Fragmento:
=-=-=-=-=
El protagonista de la noticia es un lord inglés, de nombre Alistair McAlpine, en su día, asesor de la dama de hierro, Margaret Thatcher. Durante la semana pasada hubo quien divulgó que estaba implicado en un caso de pederastia. La noticia era falsa, e incluso ha provocado dimisiones en la BBC, pero para cuando fue confirmado el error, el titular se había extendido a golpe de tweet de manera vertiginosa, como un virus en el disco duro de un ordenador. Tanto, que el lord ha decidido denunciar por difamación a los diez mil tuiteros que propagaron el rumor como el que airea que se ha ligado a una celebridad, e incluso ha fijado las indemnizaciones exigidas en función del número de seguidores de cada uno de ellos.
Si el caso prospera puede sentar un -peligroso o no- precedente, pero supone de por sí una advertencia hasta ahora desoída sobre la responsabilidad a la hora de hacer uso de las redes sociales, donde de todo queda rastro, hasta de nuestra propia inocencia -también de nuestra estupidez- a la hora de despotricar de alguien, como hasta ahora solía hacerse en cualquier reunión ante la barra de un bar.
Hay quien sostiene que las redes sociales han puesto de manifiesto nuestra tendencia natural al exhibiciomismo. Lo contamos todo, lo compartimos todo, lo retratamos todo y lo aireamos todo. Tanto que, hoy en día, ante una entrevista de trabajo, le dan más importancia a tu perfil en Facebook que a tu propia experiencia profesional, sobre todo si tu perfil está bien documentado. Más de uno ha lamentado haber subido las fotos de su última borrachera, víctima de esa incontinencia a la que nos empujan unas modas contra las que no comulga todo el mundo, y tampoco hace falta ser un lord inglés para no comulgar con modas.
=-=-=-=-=
Datos de señalamiento basados en imágenes:

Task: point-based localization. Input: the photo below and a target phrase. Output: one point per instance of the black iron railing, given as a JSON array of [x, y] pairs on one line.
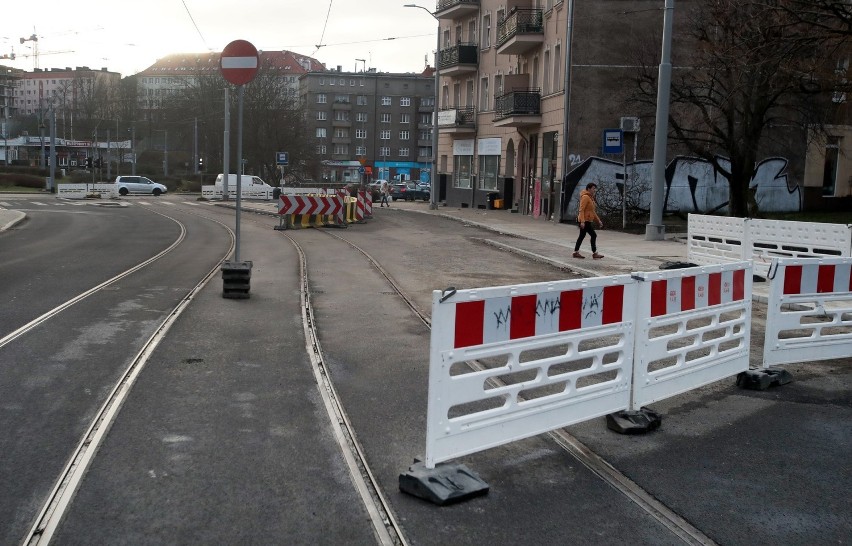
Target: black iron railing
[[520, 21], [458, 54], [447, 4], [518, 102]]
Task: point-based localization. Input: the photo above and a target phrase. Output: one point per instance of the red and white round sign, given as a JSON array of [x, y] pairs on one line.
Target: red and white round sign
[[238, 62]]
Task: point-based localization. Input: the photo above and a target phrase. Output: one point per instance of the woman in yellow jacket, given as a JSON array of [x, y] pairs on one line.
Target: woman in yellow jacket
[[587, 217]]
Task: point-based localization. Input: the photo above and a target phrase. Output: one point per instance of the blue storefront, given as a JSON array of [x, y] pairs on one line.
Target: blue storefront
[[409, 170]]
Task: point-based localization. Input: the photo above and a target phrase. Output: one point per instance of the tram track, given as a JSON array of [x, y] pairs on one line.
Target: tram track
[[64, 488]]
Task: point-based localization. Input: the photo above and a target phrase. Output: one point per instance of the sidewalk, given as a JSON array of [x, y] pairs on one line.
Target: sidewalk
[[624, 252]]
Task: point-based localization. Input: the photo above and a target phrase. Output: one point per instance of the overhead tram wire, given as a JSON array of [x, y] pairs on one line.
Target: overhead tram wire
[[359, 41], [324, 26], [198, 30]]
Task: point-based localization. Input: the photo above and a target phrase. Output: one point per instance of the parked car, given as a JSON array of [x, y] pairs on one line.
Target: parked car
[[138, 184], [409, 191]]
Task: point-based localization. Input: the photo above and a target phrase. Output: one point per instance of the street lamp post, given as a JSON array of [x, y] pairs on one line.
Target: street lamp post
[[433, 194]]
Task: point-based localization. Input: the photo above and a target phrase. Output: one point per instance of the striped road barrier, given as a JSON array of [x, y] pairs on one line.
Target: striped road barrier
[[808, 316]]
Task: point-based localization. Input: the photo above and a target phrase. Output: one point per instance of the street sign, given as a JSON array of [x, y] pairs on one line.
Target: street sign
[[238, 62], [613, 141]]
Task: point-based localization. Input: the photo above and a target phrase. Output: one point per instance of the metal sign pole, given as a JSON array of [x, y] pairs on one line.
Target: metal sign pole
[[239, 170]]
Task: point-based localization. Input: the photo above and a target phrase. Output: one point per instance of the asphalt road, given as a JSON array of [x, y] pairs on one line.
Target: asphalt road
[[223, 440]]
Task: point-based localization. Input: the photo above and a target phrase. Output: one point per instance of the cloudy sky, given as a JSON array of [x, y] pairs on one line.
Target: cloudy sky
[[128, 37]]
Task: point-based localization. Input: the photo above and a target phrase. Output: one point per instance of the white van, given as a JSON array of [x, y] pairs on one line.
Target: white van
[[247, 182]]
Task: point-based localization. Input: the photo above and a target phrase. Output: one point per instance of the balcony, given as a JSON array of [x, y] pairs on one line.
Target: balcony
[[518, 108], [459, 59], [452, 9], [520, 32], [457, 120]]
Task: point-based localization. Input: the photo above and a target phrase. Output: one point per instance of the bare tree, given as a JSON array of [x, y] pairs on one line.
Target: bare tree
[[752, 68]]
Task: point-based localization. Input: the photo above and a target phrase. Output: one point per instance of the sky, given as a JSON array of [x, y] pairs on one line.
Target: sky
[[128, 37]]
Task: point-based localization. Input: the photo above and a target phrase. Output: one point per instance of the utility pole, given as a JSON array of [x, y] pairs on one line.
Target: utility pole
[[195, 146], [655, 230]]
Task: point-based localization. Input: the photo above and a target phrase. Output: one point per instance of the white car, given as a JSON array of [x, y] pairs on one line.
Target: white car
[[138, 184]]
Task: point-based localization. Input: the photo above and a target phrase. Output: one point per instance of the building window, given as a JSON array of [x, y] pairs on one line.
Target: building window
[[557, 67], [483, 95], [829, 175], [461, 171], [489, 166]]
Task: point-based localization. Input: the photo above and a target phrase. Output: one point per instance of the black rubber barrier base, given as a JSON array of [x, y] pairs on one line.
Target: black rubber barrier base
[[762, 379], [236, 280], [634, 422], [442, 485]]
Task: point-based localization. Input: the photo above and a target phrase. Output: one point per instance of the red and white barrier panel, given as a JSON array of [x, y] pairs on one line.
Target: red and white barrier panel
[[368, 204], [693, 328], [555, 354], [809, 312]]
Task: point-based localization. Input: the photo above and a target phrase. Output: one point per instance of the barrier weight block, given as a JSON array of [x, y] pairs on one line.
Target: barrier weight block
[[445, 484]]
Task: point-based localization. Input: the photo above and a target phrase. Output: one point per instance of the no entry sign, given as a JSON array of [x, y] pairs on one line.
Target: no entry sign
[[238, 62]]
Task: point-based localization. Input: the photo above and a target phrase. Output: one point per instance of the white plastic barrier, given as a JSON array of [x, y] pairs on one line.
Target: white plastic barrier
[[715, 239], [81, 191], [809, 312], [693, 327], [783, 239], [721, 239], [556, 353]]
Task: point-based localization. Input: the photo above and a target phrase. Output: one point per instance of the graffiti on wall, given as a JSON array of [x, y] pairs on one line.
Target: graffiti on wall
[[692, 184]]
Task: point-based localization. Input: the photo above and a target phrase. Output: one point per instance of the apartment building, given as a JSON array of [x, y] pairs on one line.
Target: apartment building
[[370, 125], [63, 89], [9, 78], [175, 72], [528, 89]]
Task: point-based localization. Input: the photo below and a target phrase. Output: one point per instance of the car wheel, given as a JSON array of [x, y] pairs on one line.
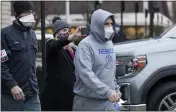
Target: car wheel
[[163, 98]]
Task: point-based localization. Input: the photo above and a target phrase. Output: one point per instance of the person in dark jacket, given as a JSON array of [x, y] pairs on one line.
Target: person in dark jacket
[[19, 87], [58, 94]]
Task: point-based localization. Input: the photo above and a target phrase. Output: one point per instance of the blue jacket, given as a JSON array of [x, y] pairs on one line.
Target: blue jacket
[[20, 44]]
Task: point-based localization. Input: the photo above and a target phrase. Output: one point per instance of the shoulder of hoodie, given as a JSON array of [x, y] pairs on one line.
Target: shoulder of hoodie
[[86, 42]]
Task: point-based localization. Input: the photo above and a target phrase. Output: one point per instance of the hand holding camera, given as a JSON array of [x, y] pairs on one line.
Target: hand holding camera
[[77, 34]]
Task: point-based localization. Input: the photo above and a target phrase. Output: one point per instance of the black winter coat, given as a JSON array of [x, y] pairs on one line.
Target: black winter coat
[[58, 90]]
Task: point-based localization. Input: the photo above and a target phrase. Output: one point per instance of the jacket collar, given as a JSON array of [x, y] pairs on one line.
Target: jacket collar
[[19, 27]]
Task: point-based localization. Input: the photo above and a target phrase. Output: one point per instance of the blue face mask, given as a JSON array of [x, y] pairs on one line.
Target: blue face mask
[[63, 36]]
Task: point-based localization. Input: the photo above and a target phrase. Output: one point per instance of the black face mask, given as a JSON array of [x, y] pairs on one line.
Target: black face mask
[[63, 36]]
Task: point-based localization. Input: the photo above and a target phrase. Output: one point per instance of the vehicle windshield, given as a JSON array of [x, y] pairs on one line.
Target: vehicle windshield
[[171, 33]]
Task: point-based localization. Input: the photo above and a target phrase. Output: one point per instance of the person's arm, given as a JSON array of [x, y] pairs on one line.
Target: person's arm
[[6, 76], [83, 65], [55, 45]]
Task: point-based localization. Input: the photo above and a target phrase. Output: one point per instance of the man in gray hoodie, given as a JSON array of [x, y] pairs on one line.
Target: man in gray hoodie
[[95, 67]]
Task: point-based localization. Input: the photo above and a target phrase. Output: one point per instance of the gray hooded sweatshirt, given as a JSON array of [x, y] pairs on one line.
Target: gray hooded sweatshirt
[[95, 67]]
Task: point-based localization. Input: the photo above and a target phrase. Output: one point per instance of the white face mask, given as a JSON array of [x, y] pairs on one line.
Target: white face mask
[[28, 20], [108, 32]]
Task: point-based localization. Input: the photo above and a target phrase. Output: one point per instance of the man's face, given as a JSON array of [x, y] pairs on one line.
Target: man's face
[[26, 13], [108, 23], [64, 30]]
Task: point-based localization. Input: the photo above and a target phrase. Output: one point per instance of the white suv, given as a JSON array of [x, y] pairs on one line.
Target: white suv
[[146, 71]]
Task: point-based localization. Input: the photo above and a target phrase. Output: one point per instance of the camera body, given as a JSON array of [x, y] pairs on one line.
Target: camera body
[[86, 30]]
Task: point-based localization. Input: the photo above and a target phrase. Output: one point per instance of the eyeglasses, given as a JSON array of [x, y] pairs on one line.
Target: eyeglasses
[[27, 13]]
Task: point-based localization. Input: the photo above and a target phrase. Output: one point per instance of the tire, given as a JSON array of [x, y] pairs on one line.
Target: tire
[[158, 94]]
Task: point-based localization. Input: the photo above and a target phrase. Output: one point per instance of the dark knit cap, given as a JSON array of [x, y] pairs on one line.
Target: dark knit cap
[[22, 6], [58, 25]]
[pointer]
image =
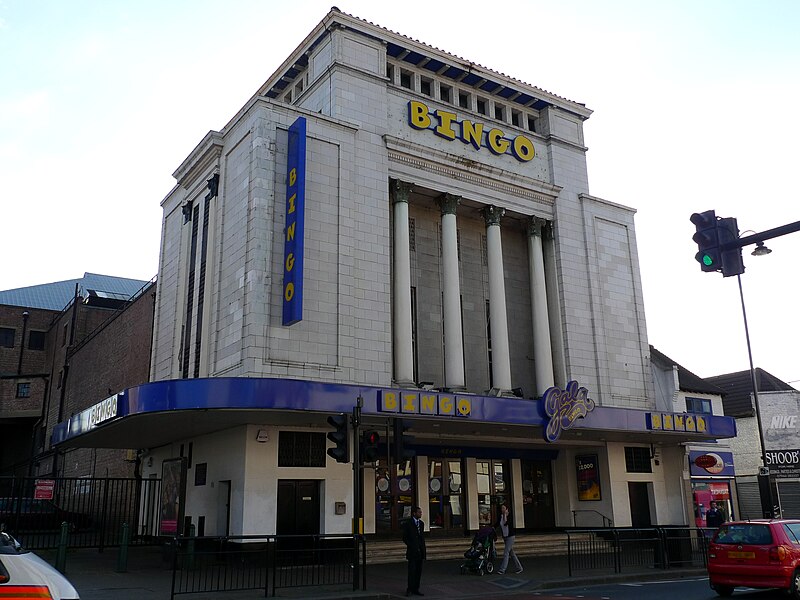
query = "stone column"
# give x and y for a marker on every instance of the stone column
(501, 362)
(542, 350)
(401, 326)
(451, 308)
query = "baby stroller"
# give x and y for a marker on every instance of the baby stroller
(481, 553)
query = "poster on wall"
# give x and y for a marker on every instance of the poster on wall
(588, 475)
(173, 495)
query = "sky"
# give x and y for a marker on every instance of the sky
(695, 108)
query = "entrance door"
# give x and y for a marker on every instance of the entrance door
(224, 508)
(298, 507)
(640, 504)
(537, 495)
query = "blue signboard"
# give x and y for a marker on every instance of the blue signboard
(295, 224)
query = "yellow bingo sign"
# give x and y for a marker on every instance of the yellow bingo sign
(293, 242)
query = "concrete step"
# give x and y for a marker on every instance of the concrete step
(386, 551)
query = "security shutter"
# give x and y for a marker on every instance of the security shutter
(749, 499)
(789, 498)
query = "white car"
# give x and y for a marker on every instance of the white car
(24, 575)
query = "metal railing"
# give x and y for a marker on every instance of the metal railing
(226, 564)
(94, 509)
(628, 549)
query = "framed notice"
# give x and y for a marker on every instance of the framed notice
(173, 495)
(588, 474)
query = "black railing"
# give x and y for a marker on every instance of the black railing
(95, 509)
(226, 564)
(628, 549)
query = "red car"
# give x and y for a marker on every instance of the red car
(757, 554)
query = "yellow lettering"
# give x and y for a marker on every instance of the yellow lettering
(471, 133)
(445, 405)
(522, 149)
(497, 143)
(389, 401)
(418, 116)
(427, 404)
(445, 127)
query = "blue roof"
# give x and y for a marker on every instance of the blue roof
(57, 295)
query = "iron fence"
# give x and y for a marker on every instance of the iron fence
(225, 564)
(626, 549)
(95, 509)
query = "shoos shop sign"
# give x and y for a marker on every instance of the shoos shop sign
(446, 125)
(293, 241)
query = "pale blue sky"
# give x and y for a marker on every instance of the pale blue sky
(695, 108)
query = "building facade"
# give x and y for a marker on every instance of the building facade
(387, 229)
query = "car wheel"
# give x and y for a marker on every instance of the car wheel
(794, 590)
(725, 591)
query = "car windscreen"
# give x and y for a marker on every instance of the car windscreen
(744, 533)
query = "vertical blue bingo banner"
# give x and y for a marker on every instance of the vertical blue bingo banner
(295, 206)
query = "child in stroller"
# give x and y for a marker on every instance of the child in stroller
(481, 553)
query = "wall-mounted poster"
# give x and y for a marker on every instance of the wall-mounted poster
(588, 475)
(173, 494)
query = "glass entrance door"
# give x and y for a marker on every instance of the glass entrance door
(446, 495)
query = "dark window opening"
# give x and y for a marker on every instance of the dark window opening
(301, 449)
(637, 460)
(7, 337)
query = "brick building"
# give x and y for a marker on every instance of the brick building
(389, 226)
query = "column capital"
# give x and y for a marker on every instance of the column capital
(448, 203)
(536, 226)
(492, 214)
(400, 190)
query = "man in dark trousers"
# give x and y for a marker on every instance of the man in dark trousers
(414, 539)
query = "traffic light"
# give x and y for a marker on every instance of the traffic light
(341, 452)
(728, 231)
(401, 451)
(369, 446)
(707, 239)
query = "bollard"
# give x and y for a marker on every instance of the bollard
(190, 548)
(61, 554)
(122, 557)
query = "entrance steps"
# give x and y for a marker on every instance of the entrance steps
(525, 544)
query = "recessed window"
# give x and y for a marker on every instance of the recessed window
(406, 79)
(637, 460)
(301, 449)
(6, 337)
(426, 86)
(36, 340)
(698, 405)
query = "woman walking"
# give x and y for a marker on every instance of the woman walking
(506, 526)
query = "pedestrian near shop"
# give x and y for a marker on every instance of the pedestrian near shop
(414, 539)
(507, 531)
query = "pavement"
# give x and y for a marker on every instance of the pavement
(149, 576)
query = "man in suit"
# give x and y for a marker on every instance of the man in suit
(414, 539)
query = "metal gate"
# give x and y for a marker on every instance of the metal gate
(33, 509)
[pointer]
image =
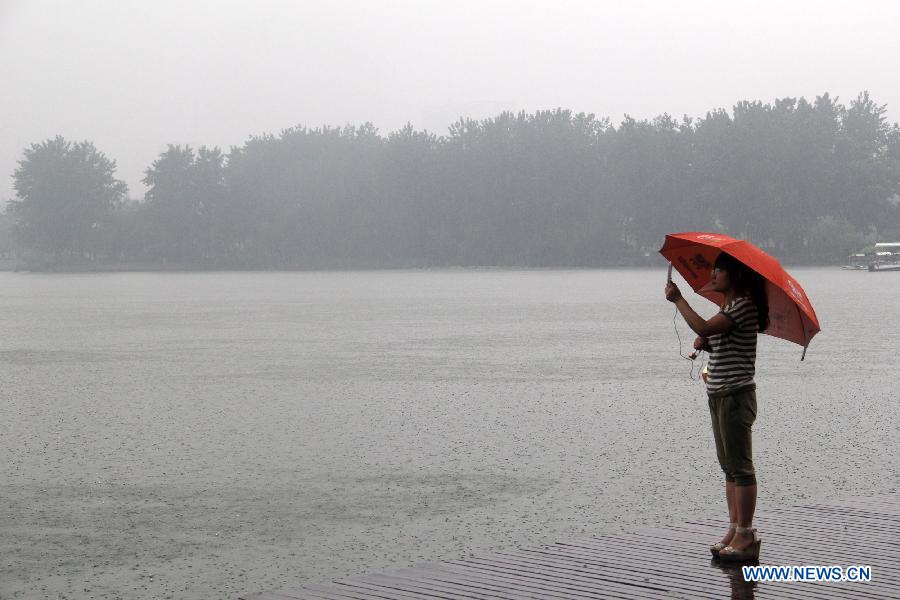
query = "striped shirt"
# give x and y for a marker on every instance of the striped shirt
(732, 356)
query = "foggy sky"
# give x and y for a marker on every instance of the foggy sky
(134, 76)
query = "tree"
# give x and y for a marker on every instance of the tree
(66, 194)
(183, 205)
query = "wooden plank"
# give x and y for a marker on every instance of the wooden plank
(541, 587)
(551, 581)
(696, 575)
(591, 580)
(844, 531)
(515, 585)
=-=-=-=-=
Tareas:
(a) Según el fragmento, ¿con qué criterio ha fijado el lord las indemnizaciones que exige?
(b) Copia literalmente el pasaje del fragmento comprendido entre "El protagonista de" y "uno de ellos.", ambos incluidos.

Respuestas escritas:
(a) En función del número de seguidores de cada tuitero.

(b)
El protagonista de la noticia es un lord inglés, de nombre Alistair McAlpine, en su día, asesor de la dama de hierro, Margaret Thatcher. Durante la semana pasada hubo quien divulgó que estaba implicado en un caso de pederastia. La noticia era falsa, e incluso ha provocado dimisiones en la BBC, pero para cuando fue confirmado el error, el titular se había extendido a golpe de tweet de manera vertiginosa, como un virus en el disco duro de un ordenador. Tanto, que el lord ha decidido denunciar por difamación a los diez mil tuiteros que propagaron el rumor como el que airea que se ha ligado a una celebridad, e incluso ha fijado las indemnizaciones exigidas en función del número de seguidores de cada uno de ellos.